DESCRIPTION OF THE TASK: Rewrite the lines below, putting "a single marker" wherever "exactly one marker" appears and leaving everything else as it is.

GIVEN RECORDS:
_ _ _ _ _

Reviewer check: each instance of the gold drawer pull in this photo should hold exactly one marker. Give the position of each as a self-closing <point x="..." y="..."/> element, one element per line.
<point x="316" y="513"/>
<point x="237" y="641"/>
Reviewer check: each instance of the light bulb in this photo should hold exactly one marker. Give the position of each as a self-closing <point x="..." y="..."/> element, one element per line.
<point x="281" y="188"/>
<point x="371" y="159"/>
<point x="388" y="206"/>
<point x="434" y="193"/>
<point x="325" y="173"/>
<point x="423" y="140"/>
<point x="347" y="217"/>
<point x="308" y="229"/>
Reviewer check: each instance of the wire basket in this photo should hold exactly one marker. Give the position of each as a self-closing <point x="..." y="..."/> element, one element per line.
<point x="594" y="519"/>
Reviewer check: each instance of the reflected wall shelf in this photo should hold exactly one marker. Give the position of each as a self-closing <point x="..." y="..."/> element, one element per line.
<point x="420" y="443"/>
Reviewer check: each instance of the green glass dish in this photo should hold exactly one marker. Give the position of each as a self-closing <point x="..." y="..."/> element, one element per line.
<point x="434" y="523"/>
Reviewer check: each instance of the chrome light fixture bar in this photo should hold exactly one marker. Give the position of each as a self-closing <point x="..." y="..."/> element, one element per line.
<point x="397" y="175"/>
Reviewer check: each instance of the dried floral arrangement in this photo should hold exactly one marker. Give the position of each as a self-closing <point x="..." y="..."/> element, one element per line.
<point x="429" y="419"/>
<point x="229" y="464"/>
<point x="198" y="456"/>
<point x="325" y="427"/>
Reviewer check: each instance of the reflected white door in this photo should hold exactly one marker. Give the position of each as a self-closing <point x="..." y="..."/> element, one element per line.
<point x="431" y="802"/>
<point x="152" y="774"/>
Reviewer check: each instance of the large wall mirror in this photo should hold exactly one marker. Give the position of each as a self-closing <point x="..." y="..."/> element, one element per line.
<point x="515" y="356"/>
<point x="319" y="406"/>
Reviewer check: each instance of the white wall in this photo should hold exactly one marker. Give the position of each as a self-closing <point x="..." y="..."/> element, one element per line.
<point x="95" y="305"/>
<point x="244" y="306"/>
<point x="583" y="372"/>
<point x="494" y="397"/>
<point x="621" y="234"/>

_ _ _ _ _

THE RESULT:
Reviewer check: each instance of the gold drawer pull in this photo should hold a single marker. Give the position of each as a self-closing <point x="..." y="..."/> element, one element per line.
<point x="316" y="513"/>
<point x="237" y="641"/>
Reviewer check: each instance of the light bulb in this photo should hold a single marker. Give the position of each as a self-closing <point x="..." y="..."/> element, one element per line.
<point x="281" y="188"/>
<point x="371" y="159"/>
<point x="388" y="206"/>
<point x="434" y="193"/>
<point x="325" y="173"/>
<point x="423" y="140"/>
<point x="347" y="217"/>
<point x="308" y="229"/>
Reviewer check: each instance of the wire basket in this photo should hold a single marker. Give the position of each as a self-closing <point x="..." y="..."/> element, one element per line.
<point x="594" y="519"/>
Reviewer check: each instance of the reflected wall shelf in this photo should hold a single marker. Give the position of each as a self-closing <point x="..." y="..."/> element, one element per line.
<point x="420" y="443"/>
Reviewer check: each instance of the green glass dish in this photo should hold a single marker. Give the position of each as a self-closing <point x="..." y="..."/> element, one element per line.
<point x="434" y="523"/>
Reviewer check: each instance of the chrome light fixture bar in this photo should hold a single marker. Give the position of each as a self-closing <point x="..." y="..."/> element, one element per line.
<point x="397" y="175"/>
Reviewer check: each instance of the dried floral arrangement in this photo should hold a single marker. Give the position of each as a self-closing <point x="..." y="..."/> element, one element per line.
<point x="429" y="419"/>
<point x="229" y="464"/>
<point x="198" y="456"/>
<point x="325" y="427"/>
Reviewer check: each instance of the reflected white door in this photo should hold a single marker. Give the position of each as a self-closing <point x="..." y="..."/> element, one element per line.
<point x="431" y="802"/>
<point x="152" y="774"/>
Reviewer check: each instance of the large wall mirror in this photo should hold a single marker. Give the position of each as a self-closing <point x="..." y="..."/> element, one element per line.
<point x="515" y="356"/>
<point x="319" y="406"/>
Reviewer check: each instance of the white wall in this photo should hold a single marker. Give the position of each as a self-closing <point x="..." y="..."/> element, one element per line.
<point x="95" y="305"/>
<point x="244" y="306"/>
<point x="583" y="372"/>
<point x="494" y="397"/>
<point x="621" y="234"/>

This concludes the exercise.